Extracted data: Begin

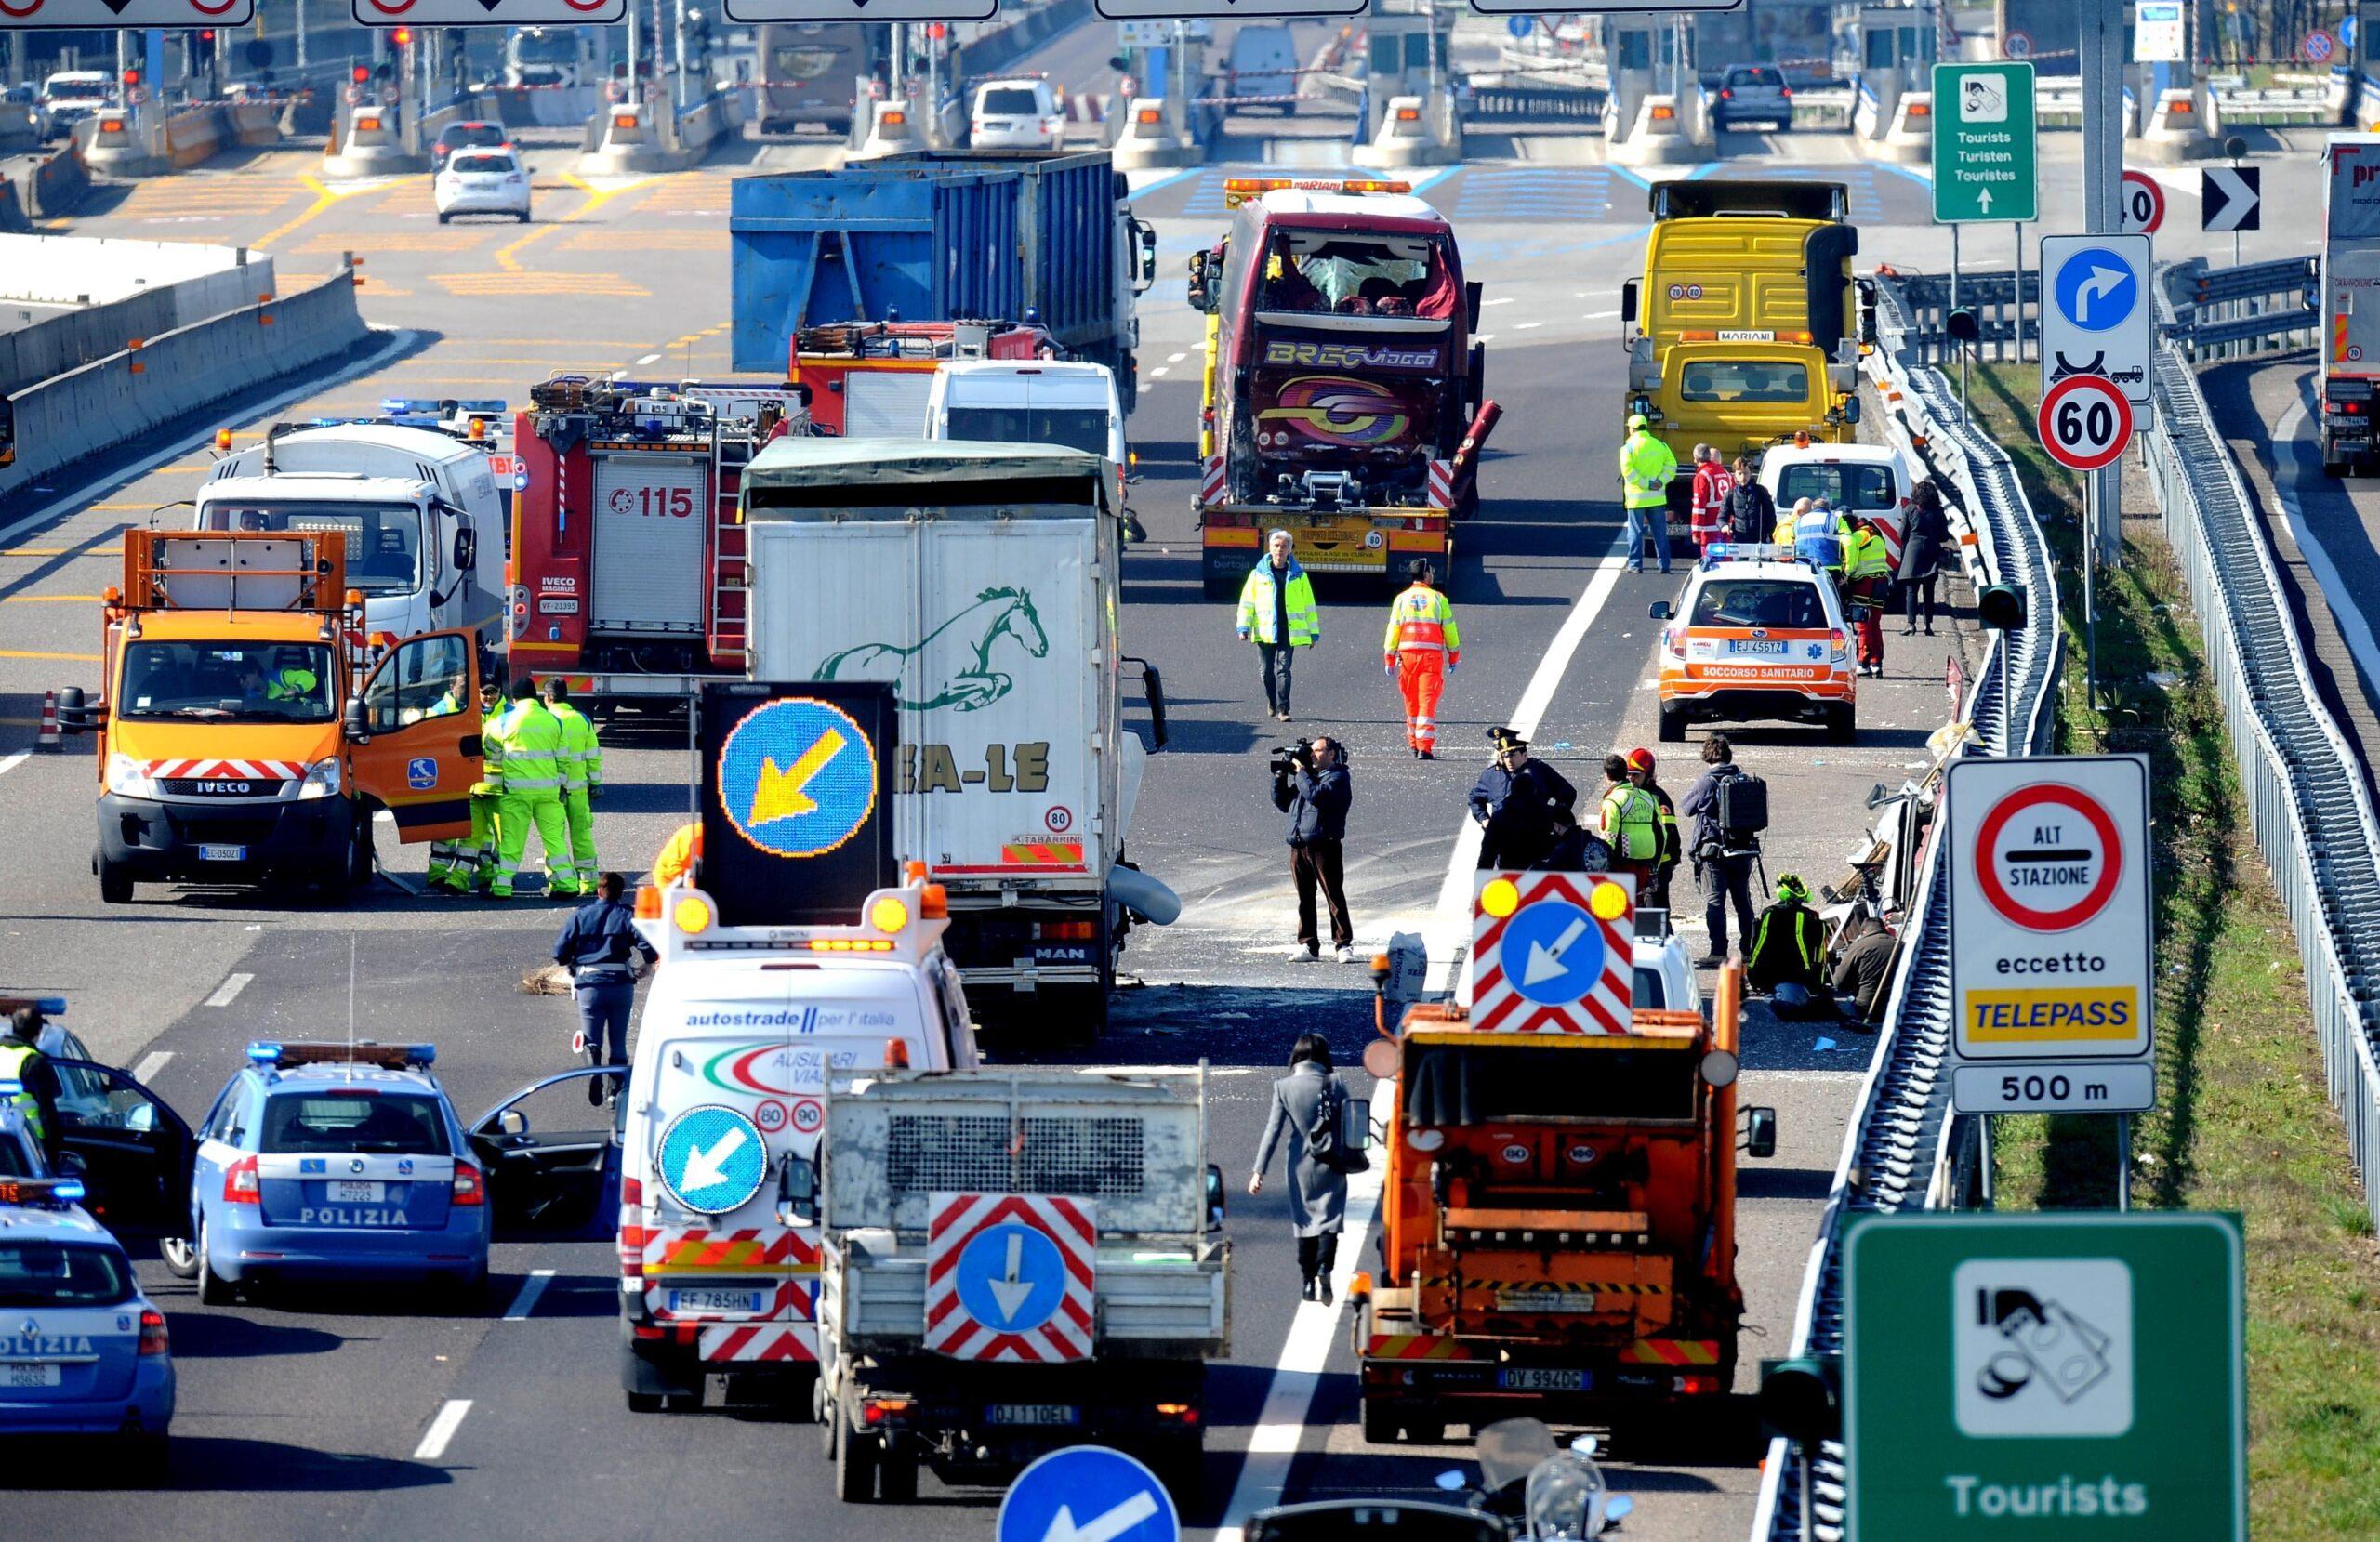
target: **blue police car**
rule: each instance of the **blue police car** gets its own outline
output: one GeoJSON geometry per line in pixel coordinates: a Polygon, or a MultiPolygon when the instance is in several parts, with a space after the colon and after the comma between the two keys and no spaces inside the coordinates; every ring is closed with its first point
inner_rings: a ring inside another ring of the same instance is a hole
{"type": "Polygon", "coordinates": [[[429,1045],[254,1044],[199,1127],[199,1299],[259,1278],[487,1281],[485,1169],[429,1045]]]}
{"type": "Polygon", "coordinates": [[[0,1437],[100,1435],[161,1478],[174,1422],[165,1314],[73,1178],[0,1178],[0,1437]]]}

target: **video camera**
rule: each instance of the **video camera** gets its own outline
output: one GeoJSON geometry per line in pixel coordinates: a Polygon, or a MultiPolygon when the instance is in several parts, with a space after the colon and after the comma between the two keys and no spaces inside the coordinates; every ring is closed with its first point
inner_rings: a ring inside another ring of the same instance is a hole
{"type": "Polygon", "coordinates": [[[1293,771],[1313,769],[1314,746],[1312,745],[1300,740],[1294,745],[1273,746],[1272,770],[1275,776],[1285,777],[1293,771]]]}

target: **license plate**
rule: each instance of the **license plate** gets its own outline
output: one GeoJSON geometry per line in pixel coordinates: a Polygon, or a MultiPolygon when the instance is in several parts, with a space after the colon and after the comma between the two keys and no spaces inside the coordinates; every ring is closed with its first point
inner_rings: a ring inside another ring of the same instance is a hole
{"type": "Polygon", "coordinates": [[[377,1205],[380,1203],[381,1191],[386,1185],[357,1182],[349,1179],[334,1179],[324,1187],[331,1192],[330,1200],[333,1205],[377,1205]]]}
{"type": "Polygon", "coordinates": [[[1496,1292],[1499,1311],[1593,1311],[1595,1293],[1592,1290],[1500,1290],[1496,1292]]]}
{"type": "Polygon", "coordinates": [[[0,1380],[0,1386],[55,1387],[59,1381],[59,1369],[55,1365],[11,1364],[0,1365],[0,1370],[7,1372],[7,1378],[0,1380]]]}
{"type": "Polygon", "coordinates": [[[202,846],[198,849],[201,862],[245,862],[248,849],[245,846],[202,846]]]}
{"type": "Polygon", "coordinates": [[[1082,1417],[1062,1403],[995,1403],[986,1412],[994,1424],[1074,1424],[1082,1417]]]}
{"type": "Polygon", "coordinates": [[[669,1293],[669,1310],[673,1313],[690,1311],[758,1311],[760,1293],[757,1290],[673,1290],[669,1293]]]}
{"type": "Polygon", "coordinates": [[[1540,1371],[1508,1365],[1496,1373],[1496,1385],[1509,1392],[1583,1392],[1589,1380],[1584,1371],[1540,1371]]]}
{"type": "Polygon", "coordinates": [[[1781,642],[1746,642],[1739,639],[1736,641],[1727,644],[1727,652],[1730,653],[1757,653],[1768,658],[1782,658],[1785,656],[1785,645],[1781,642]]]}
{"type": "Polygon", "coordinates": [[[578,613],[578,601],[575,600],[540,600],[537,601],[537,612],[541,615],[576,615],[578,613]]]}

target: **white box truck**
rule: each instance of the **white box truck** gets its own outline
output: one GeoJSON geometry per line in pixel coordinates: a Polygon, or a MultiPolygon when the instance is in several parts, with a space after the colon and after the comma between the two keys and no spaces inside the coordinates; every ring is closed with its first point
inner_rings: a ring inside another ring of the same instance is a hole
{"type": "Polygon", "coordinates": [[[2380,134],[2334,134],[2322,164],[2322,469],[2369,468],[2380,407],[2380,134]]]}
{"type": "Polygon", "coordinates": [[[1104,1026],[1125,932],[1181,908],[1125,856],[1165,699],[1123,654],[1115,486],[1102,455],[955,440],[788,436],[744,473],[752,678],[894,682],[894,851],[947,887],[978,1011],[1051,1040],[1104,1026]]]}

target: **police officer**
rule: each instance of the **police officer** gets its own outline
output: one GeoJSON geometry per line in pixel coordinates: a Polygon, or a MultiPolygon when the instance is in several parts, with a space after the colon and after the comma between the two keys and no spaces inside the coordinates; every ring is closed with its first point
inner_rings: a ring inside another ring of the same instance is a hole
{"type": "Polygon", "coordinates": [[[556,894],[595,892],[595,809],[603,796],[603,743],[595,724],[571,705],[570,685],[546,682],[546,710],[562,724],[562,809],[570,826],[571,884],[556,894]]]}
{"type": "Polygon", "coordinates": [[[1381,662],[1405,694],[1405,744],[1416,760],[1438,758],[1438,696],[1462,662],[1462,628],[1454,607],[1430,586],[1437,570],[1415,558],[1413,586],[1390,601],[1381,662]]]}
{"type": "MultiPolygon", "coordinates": [[[[636,960],[660,955],[636,929],[636,913],[625,896],[628,881],[606,873],[595,900],[571,913],[554,939],[554,962],[570,971],[578,1000],[578,1024],[587,1035],[587,1063],[628,1063],[628,1013],[636,1005],[636,960]]],[[[602,1076],[587,1079],[587,1100],[603,1100],[602,1076]]]]}
{"type": "Polygon", "coordinates": [[[1495,761],[1471,788],[1471,817],[1479,822],[1479,865],[1505,870],[1534,867],[1554,841],[1554,811],[1578,806],[1579,789],[1542,760],[1532,760],[1528,741],[1509,728],[1488,735],[1495,761]]]}
{"type": "MultiPolygon", "coordinates": [[[[451,718],[463,710],[469,699],[470,686],[460,674],[446,679],[446,689],[436,701],[426,707],[403,707],[397,712],[401,723],[417,723],[431,718],[451,718]]],[[[482,735],[485,737],[484,734],[482,735]]],[[[476,822],[474,822],[476,824],[476,822]]],[[[476,833],[476,832],[475,832],[476,833]]],[[[430,843],[429,887],[448,893],[461,894],[471,887],[471,867],[477,861],[472,847],[458,840],[433,840],[430,843]]]]}
{"type": "Polygon", "coordinates": [[[1637,899],[1652,903],[1661,871],[1661,806],[1628,779],[1624,756],[1603,758],[1603,780],[1596,833],[1610,844],[1613,869],[1633,874],[1637,899]]]}
{"type": "Polygon", "coordinates": [[[0,1081],[17,1084],[17,1110],[54,1166],[59,1138],[58,1067],[41,1052],[41,1030],[38,1007],[20,1007],[8,1014],[7,1034],[0,1037],[0,1081]]]}
{"type": "Polygon", "coordinates": [[[571,892],[569,834],[562,806],[562,719],[537,700],[537,684],[512,682],[512,704],[496,719],[487,748],[488,780],[497,788],[496,878],[488,893],[512,898],[529,848],[529,826],[545,848],[546,891],[571,892]]]}
{"type": "Polygon", "coordinates": [[[1670,903],[1670,878],[1677,872],[1677,864],[1686,857],[1685,842],[1678,836],[1677,805],[1670,801],[1670,795],[1663,790],[1661,784],[1653,780],[1651,750],[1639,746],[1628,752],[1628,780],[1652,798],[1654,806],[1660,811],[1661,821],[1660,862],[1653,869],[1650,892],[1638,894],[1636,903],[1640,905],[1659,905],[1666,910],[1670,903]]]}
{"type": "Polygon", "coordinates": [[[1843,552],[1844,591],[1858,616],[1859,672],[1881,677],[1884,672],[1884,602],[1892,598],[1892,548],[1884,544],[1884,527],[1862,520],[1843,552]]]}
{"type": "Polygon", "coordinates": [[[1322,638],[1322,612],[1314,603],[1314,580],[1290,555],[1286,530],[1265,539],[1265,553],[1239,586],[1239,640],[1256,644],[1263,665],[1264,709],[1289,720],[1289,681],[1297,651],[1322,638]],[[1279,677],[1278,681],[1275,676],[1279,677]]]}
{"type": "Polygon", "coordinates": [[[688,876],[702,858],[702,821],[690,819],[669,833],[669,838],[662,843],[661,854],[653,859],[653,886],[667,889],[680,878],[692,882],[688,876]]]}
{"type": "Polygon", "coordinates": [[[1648,431],[1643,413],[1628,416],[1628,437],[1620,446],[1620,501],[1628,507],[1628,571],[1645,571],[1647,540],[1660,554],[1661,571],[1670,571],[1669,485],[1677,476],[1677,456],[1648,431]]]}
{"type": "Polygon", "coordinates": [[[1777,898],[1760,913],[1744,979],[1780,1006],[1806,1007],[1826,989],[1826,923],[1810,908],[1809,886],[1796,873],[1779,874],[1777,898]]]}
{"type": "Polygon", "coordinates": [[[1593,830],[1582,829],[1576,811],[1556,806],[1547,811],[1553,838],[1545,855],[1530,863],[1539,873],[1608,873],[1611,848],[1593,830]]]}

Extracted data: End

What is needed. What lines in the data above contain the word "target"? Copy them all.

Result for this exercise.
target: **blue police car**
target: **video camera**
target: **license plate**
target: **white box truck**
target: **police officer**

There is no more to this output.